Start of Data excerpts
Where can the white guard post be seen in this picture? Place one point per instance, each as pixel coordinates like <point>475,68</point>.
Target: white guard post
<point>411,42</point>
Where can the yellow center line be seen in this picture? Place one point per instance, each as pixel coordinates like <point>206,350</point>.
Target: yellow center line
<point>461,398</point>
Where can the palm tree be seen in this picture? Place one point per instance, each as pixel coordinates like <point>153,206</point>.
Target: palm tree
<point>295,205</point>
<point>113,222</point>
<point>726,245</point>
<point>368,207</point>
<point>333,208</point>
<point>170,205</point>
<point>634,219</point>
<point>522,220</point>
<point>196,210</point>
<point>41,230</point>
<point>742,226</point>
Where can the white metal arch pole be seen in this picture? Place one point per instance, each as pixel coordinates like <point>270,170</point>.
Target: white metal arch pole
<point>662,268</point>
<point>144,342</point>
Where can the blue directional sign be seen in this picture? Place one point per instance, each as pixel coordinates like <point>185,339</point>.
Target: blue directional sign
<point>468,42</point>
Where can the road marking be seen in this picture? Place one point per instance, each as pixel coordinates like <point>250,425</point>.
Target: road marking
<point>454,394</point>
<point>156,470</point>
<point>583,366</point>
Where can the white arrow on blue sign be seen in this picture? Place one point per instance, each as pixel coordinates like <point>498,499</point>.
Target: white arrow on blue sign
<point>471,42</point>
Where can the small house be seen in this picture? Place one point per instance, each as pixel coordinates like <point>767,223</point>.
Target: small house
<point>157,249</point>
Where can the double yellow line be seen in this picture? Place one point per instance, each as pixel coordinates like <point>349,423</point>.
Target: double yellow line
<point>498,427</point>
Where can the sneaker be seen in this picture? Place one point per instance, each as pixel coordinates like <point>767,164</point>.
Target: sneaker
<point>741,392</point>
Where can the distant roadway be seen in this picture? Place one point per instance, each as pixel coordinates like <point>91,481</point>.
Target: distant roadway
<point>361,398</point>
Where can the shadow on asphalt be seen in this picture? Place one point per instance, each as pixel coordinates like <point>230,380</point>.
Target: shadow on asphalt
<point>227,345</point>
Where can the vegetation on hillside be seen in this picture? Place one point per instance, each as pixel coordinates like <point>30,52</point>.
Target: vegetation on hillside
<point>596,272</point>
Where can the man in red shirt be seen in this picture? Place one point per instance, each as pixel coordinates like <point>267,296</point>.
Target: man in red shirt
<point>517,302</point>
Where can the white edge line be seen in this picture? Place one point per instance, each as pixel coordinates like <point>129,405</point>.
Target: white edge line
End of Data excerpts
» Instructions to follow
A complete and exact reproduction of the data is needed.

» Answer space
Where can the white guard post be seen in this picture? Place one point per instance, each as pixel coordinates like <point>475,68</point>.
Target: white guard post
<point>411,42</point>
Where can the yellow center line be seen in this picture? Place one point per instance, each as pixel coordinates like <point>206,350</point>.
Target: yellow center line
<point>461,398</point>
Where can the palm tree be seen in this picture? Place one point per instance, each as pixel coordinates like <point>153,206</point>.
Target: palm tree
<point>295,205</point>
<point>113,222</point>
<point>726,245</point>
<point>368,207</point>
<point>333,208</point>
<point>170,205</point>
<point>634,219</point>
<point>522,220</point>
<point>196,210</point>
<point>41,230</point>
<point>742,226</point>
Where can the white metal arch pole be seen in this picture? Place one point per instance, each as pixel coordinates like <point>270,170</point>.
Target: white metal arch pole
<point>662,268</point>
<point>144,342</point>
Where can the blue directional sign be seen in this picture? Place one point per instance, each as pixel coordinates like <point>185,339</point>.
Target: blue directional sign
<point>468,42</point>
Where can the road marking be seen in this picture? Place one point per instance, each as pixel coordinates like <point>250,425</point>.
Target: road marking
<point>454,394</point>
<point>156,470</point>
<point>583,366</point>
Where can the white arrow on blue sign be seen in this picture? Place one point per instance, each as pixel coordinates like <point>498,499</point>.
Target: white arrow on blue sign
<point>471,42</point>
Where can the small house be seen in this picture? Place one point per instance, each as pixel coordinates like <point>767,223</point>.
Target: small house
<point>157,249</point>
Where can the double yellow line be seen in this picture? Place one point per instance, each as pixel coordinates like <point>349,423</point>.
Target: double yellow line
<point>498,427</point>
Where can the sneaker be seen in this picture? Place one point per instance, each as pixel coordinates like <point>767,164</point>.
Target: sneaker
<point>741,392</point>
Where can the distant roadway be seen in this picture? Place one point per instance, each as pixel coordinates like <point>91,481</point>.
Target: distant roadway
<point>361,398</point>
Where can the shadow on asphalt be seen in this picture? Place one point per instance, each as pixel coordinates like <point>230,380</point>.
Target: shadow on asphalt
<point>227,345</point>
Where can the vegetation on hillside be seen in this picture? Place one point per instance, each as pixel coordinates like <point>30,52</point>.
Target: vegetation on hillside
<point>596,272</point>
Where can the man in red shirt be seen in this picture? Place one point per instance, each as pixel coordinates like <point>267,296</point>.
Target: man in red shirt
<point>517,302</point>
Where can the white edge line be seen in this picture? Place one point per instance, each as pixel coordinates like <point>129,405</point>.
Target: white edge line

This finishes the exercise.